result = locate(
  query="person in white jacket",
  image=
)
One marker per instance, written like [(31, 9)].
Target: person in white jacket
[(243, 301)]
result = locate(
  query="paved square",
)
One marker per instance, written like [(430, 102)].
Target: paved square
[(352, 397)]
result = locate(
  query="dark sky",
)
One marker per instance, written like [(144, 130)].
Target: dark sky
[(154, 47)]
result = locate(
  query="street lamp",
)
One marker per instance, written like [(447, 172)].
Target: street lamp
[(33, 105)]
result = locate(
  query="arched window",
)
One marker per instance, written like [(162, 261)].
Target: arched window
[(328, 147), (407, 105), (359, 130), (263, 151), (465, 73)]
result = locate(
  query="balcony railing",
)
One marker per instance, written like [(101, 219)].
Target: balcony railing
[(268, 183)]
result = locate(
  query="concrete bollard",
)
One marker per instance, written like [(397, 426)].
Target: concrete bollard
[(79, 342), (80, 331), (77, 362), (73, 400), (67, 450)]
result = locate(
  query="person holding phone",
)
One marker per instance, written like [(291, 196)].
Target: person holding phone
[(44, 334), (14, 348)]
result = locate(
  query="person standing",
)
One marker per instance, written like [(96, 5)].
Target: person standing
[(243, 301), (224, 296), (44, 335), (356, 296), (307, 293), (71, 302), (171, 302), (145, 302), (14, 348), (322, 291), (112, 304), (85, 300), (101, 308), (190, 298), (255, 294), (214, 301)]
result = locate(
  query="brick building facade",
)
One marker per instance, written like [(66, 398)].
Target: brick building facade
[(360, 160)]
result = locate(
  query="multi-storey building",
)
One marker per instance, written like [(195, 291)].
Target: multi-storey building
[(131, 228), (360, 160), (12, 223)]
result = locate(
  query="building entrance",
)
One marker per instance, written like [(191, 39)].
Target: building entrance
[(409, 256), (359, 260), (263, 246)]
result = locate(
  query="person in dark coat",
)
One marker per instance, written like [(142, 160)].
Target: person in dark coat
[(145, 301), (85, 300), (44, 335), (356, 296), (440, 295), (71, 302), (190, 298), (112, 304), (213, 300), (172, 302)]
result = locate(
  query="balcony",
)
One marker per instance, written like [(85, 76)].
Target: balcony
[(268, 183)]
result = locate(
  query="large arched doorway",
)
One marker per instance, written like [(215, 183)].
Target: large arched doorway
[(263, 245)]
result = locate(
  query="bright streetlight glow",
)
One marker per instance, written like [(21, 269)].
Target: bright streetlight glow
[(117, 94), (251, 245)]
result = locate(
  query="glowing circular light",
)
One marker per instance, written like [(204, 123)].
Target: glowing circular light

**********

**Soal Latihan**
Hitung baris di atas yang memuat kata "glowing". Tuliskan angkanya saja.

**Jawaban Soal**
2